DOCUMENT TEXT:
+ + + + + + +

Following in the footsteps of K-pop stars, such as G-Dragon and CL, BTS – which got its start in 2013 and consists of members V, J-Hope, RM, Jin, Jimin, Jungkook, and Suga – has found immense fame not just in their native Korea but in the West, as well, making it one of the most popular and successful musical acts worldwide.

Its 2018 album Love Yourself: Tear, for instance, debuted at number one on the U.S. Billboard 200 chart, making it “the first Korean album to top the U.S. albums chart” … ever, and has since landed the title of “the highest-charting album by an Asian musical act in the U.S. ever.” Still yet, in April, BTS became the first Asian band to surpass 5 billion streams on Spotify, while also being named on Time Magazine’s 100’s most influential list for 2019, and nabbing the title of being the first-ever Korean pop band to perform on Saturday Night Live, and ahead of sold out shows in their global Love Yourself: Speak Yourself tour.

+ + + + + + +

MATERIAL SUPPLIED:
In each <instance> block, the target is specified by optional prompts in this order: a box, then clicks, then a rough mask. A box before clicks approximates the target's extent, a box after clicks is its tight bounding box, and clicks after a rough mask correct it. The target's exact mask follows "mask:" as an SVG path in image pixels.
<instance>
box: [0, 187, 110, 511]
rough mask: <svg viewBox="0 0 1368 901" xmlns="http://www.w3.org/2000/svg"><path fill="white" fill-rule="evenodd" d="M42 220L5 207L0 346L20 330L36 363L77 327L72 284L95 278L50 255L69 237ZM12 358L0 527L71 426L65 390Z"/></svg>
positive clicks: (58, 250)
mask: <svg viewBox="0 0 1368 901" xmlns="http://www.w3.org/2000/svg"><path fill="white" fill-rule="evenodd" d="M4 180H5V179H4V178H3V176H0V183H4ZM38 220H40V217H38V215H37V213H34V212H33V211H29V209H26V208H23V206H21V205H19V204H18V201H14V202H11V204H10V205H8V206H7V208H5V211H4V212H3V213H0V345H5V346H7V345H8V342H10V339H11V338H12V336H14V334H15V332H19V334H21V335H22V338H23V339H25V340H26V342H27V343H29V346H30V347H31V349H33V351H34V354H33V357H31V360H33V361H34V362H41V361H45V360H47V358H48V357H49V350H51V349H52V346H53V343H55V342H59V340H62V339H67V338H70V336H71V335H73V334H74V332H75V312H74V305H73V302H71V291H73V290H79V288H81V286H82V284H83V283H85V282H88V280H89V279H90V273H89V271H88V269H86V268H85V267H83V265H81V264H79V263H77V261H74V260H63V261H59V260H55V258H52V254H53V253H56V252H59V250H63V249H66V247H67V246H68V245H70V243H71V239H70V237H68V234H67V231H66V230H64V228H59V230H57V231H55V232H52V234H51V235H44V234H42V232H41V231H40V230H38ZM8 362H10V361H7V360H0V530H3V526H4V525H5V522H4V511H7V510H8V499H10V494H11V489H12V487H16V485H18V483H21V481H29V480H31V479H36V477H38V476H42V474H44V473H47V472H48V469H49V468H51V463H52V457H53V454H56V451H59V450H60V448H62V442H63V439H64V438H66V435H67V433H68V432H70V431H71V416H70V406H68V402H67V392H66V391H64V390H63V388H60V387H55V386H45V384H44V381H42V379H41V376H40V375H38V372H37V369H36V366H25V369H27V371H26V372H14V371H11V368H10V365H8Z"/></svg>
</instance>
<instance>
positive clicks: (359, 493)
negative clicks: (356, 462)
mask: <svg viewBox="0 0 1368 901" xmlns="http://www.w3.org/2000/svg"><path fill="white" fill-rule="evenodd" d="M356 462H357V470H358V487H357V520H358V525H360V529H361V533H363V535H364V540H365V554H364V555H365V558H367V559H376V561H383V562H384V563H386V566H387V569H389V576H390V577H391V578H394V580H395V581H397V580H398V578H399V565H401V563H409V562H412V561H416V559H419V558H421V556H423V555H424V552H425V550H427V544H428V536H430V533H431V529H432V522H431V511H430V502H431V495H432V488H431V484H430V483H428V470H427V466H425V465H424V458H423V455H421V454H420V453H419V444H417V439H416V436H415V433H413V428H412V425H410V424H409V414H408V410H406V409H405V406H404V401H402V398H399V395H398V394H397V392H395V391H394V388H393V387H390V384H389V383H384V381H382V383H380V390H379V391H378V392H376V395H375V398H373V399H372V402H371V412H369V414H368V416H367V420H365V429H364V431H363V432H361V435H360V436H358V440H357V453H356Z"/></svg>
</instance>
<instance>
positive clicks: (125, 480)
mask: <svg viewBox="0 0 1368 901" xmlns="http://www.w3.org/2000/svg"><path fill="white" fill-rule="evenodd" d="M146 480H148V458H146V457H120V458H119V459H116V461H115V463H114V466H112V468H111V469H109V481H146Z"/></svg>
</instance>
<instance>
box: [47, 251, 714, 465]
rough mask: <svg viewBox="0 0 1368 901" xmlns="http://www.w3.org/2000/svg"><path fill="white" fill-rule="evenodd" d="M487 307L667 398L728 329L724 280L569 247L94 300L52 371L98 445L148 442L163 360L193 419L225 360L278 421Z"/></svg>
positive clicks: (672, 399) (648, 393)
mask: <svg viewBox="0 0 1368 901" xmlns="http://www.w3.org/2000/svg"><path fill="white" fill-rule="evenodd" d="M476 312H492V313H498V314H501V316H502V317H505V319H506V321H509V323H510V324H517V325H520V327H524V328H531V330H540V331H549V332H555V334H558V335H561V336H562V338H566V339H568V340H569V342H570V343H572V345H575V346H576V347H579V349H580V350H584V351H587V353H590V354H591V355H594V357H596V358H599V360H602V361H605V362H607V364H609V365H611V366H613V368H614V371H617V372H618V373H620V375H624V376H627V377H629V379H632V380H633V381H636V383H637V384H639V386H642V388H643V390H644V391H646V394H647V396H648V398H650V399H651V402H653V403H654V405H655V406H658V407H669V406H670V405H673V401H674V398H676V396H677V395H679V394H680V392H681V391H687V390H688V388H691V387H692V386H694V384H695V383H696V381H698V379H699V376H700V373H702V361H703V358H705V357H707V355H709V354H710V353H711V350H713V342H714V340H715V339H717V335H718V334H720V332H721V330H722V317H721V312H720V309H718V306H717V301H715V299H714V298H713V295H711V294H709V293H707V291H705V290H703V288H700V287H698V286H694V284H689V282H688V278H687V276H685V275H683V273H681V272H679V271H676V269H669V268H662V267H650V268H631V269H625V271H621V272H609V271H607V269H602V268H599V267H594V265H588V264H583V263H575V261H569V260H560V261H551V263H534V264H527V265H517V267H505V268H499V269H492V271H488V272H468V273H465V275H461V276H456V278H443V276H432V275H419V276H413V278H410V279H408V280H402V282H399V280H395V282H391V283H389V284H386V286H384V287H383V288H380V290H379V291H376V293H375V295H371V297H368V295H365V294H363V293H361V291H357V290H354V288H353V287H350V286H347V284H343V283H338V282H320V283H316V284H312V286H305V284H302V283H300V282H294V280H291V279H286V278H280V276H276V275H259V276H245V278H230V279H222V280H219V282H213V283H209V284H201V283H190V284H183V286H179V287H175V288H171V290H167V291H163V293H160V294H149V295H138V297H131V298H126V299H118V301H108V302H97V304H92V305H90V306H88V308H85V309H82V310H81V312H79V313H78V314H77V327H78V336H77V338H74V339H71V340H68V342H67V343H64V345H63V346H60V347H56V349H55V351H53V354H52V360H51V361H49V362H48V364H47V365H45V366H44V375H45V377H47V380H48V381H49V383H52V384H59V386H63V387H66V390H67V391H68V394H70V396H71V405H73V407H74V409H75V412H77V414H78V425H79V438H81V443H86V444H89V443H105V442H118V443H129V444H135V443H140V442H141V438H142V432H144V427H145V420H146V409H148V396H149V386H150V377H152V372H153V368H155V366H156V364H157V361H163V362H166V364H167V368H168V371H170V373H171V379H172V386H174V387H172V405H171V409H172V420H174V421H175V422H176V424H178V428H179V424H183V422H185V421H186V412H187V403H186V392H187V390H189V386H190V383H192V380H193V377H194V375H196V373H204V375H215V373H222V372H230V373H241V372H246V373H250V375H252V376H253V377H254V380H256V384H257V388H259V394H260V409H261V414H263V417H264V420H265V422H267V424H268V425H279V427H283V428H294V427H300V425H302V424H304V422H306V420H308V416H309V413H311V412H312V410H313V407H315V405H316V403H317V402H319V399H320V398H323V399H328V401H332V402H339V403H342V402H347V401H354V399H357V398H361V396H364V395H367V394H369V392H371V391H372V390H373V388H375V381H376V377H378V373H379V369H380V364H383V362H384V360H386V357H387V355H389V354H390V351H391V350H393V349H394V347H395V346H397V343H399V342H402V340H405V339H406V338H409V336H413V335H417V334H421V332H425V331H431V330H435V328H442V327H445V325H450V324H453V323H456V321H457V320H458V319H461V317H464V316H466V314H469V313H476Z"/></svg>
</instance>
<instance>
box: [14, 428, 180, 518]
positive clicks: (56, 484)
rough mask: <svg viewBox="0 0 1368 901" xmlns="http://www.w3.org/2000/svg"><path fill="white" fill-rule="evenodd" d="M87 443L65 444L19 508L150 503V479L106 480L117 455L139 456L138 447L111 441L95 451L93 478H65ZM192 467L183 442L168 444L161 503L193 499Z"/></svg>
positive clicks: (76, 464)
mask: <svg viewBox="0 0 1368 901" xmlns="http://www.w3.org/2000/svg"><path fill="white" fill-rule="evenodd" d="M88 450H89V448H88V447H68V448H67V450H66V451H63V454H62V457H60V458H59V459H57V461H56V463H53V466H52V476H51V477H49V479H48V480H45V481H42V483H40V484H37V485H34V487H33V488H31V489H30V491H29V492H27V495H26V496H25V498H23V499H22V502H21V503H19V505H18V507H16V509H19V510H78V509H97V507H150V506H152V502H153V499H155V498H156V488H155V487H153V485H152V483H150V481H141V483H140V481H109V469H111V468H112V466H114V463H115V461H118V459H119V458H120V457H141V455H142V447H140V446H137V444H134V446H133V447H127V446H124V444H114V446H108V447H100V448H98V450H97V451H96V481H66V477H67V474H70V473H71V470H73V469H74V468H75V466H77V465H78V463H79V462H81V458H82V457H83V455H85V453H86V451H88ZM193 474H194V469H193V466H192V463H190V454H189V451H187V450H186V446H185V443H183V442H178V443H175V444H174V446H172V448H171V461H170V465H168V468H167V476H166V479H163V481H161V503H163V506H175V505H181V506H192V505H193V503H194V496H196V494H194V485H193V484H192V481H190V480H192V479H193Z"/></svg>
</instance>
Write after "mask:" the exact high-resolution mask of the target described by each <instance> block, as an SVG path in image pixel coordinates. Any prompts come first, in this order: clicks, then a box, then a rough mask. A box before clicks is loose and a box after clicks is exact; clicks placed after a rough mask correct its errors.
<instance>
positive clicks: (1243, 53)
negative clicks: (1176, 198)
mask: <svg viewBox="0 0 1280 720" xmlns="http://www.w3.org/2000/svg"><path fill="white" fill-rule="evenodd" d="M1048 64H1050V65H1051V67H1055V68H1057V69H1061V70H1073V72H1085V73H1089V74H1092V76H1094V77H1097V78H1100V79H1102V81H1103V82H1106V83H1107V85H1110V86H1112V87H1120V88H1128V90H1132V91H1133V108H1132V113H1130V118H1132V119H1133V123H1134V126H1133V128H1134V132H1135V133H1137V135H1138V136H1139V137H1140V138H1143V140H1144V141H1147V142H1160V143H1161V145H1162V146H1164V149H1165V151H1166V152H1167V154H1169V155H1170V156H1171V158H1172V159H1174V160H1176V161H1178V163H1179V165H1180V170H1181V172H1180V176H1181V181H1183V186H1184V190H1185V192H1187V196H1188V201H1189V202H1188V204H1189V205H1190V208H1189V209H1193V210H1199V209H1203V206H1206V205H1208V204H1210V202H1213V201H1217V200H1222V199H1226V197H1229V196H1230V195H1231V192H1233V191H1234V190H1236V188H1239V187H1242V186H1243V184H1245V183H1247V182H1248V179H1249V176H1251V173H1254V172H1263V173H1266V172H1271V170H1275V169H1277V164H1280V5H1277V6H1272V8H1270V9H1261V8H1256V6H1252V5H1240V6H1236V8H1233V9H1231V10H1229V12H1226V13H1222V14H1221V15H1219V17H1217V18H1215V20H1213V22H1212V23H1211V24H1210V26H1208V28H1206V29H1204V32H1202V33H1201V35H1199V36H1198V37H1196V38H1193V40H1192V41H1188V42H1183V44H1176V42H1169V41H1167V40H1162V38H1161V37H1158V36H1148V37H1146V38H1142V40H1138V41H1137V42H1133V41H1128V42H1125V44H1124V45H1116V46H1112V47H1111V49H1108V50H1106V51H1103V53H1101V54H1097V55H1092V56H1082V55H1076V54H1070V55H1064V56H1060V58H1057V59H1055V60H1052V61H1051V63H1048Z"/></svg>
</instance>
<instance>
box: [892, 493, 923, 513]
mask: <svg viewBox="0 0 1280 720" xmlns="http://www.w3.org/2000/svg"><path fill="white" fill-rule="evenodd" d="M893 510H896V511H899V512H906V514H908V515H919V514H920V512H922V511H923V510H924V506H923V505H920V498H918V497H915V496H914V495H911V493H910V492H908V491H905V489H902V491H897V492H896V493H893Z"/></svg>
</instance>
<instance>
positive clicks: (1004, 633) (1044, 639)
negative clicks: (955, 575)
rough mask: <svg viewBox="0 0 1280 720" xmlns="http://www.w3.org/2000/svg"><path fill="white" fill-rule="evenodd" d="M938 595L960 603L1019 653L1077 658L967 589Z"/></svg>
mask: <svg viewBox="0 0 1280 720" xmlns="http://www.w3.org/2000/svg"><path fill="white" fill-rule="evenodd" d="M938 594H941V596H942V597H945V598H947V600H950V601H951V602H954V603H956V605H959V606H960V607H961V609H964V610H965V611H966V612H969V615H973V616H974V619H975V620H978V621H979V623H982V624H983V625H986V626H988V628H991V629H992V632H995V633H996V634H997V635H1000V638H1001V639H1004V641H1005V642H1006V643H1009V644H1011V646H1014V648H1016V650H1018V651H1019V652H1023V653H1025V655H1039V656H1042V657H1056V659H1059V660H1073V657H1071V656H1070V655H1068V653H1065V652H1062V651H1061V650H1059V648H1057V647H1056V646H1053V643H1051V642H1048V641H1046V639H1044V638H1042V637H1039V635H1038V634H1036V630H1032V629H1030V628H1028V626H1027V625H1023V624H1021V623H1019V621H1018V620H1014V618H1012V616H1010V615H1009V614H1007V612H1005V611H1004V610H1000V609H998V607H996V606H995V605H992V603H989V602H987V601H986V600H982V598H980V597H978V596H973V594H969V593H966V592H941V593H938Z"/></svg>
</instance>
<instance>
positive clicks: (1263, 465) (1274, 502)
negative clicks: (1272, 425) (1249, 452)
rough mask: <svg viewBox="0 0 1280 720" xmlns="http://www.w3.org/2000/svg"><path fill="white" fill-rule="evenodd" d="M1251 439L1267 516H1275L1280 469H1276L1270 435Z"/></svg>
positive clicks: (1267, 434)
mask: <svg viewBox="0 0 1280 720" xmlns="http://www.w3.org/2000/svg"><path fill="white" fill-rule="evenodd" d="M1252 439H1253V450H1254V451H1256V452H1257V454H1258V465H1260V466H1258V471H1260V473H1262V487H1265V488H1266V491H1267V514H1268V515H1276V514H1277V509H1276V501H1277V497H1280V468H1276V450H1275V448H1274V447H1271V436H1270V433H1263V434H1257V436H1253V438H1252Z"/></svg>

+ + + + + + +

YOUR TASKS:
1 – Using the passage about BTS, answer the following:
(a) In what year did BTS get its start?
(b) Which 2018 album debuted at number one on the U.S. Billboard 200 chart?
(c) What Spotify milestone did BTS reach in April?
2 – Write the next paragraph of the passage about BTS, beginning after its final sentence.

RESULTS FOR EACH TASK:
1 –
(a) 2013
(b) Love Yourself: Tear
(c) It became the first Asian band to surpass 5 billion streams on Spotify.

2 –
image: Uniqlo x BTS

Aside from the obvious benefits that come with partnering with BTS, in particular, given the band’s long list of accomplishments, the fashion industry’s occupants generally have been eager to position themselves with East Asian influencers and super-stars as a way to more directly cater to some of the largest luxury goods market in the world, whether that be China, Japan, or even Korea, where consumers are demanding that advertising be catered more specifically to them and not merely an extension of brands’ Western-focused efforts.

“With the digital era, if we want to access locals very quickly, we need to talk to them with people who are appealing to them,” Julie Coine-Ollivier, president of LVMH Fragrance Brands Japan, told Nikkei, which noted that while luxury brands are "supervising marketing from their Western headquarters to carefully control their image ... local approaches are taking on greater importance in order to stand out and attract new followers in the vast online marketplace."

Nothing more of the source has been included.